• **Job**:
Can you rewrite the records below with every "grey" changed to "gray" and everything else left as it is, omitting the pictures?

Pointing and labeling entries
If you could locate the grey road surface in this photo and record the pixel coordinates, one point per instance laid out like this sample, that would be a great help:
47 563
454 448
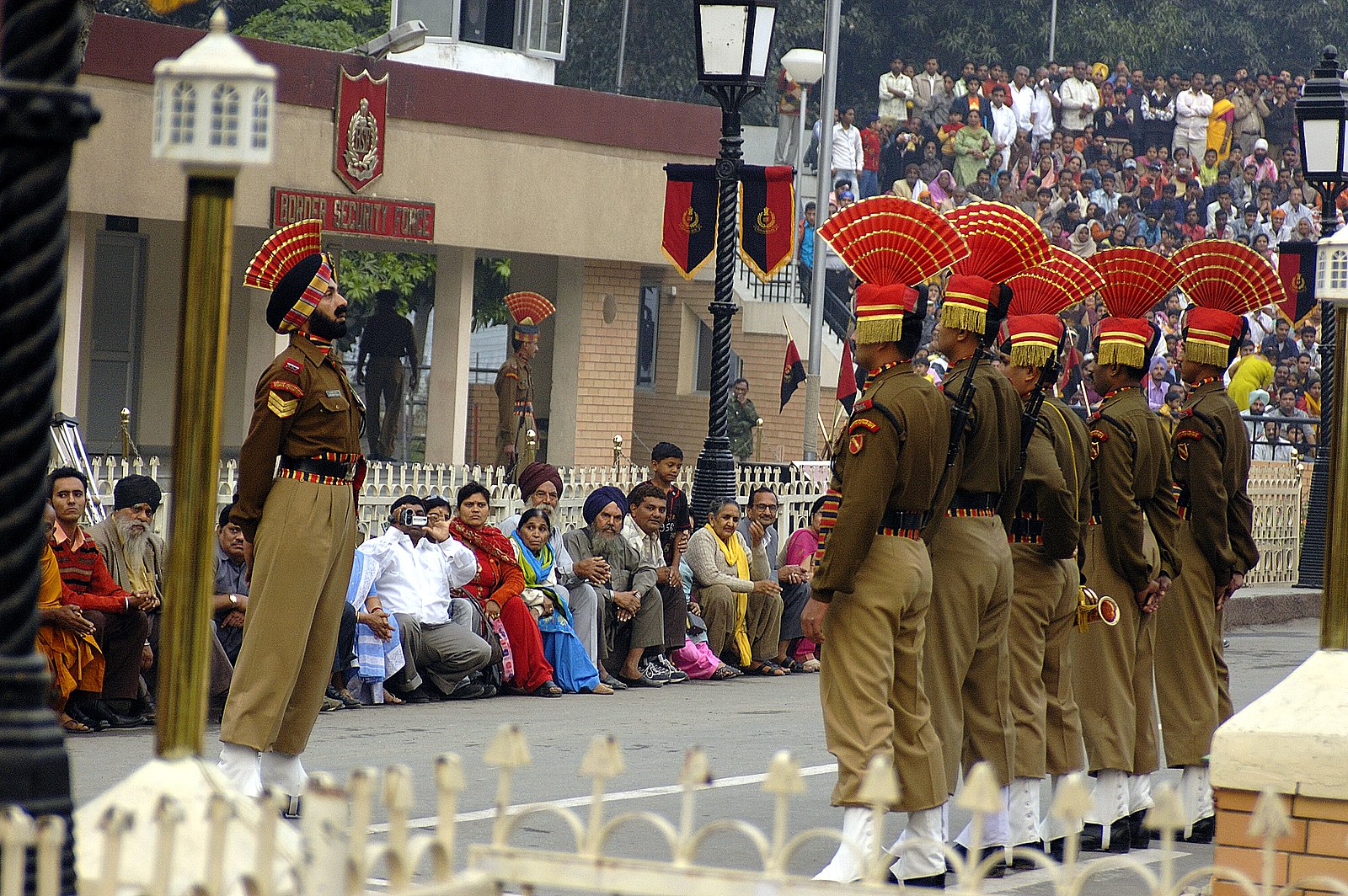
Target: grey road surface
741 724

• **Task response**:
If you could locate the gray road surface in this photo and record the pixel coordinates, one point per instance laid out like this sample, that would be a great help:
47 563
454 448
Target: gray road surface
741 724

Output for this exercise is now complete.